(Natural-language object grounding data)
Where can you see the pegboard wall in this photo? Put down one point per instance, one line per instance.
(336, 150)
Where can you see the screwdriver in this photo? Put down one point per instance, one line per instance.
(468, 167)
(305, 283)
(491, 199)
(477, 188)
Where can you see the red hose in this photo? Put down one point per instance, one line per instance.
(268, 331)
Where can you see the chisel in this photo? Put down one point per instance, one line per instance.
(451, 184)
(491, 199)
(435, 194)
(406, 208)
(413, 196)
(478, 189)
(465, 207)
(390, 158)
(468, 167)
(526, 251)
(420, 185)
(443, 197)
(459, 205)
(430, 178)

_Work to be completed_
Repeat, without changes, every line from the one that contains "Where can you see the chisel" through the final line of the data.

_Response to this task_
Where can you see the chisel in this photo? Put down one point per instance, one line per instance.
(451, 184)
(491, 199)
(435, 194)
(406, 208)
(413, 196)
(478, 189)
(465, 207)
(390, 158)
(468, 167)
(526, 251)
(420, 185)
(443, 197)
(459, 205)
(430, 178)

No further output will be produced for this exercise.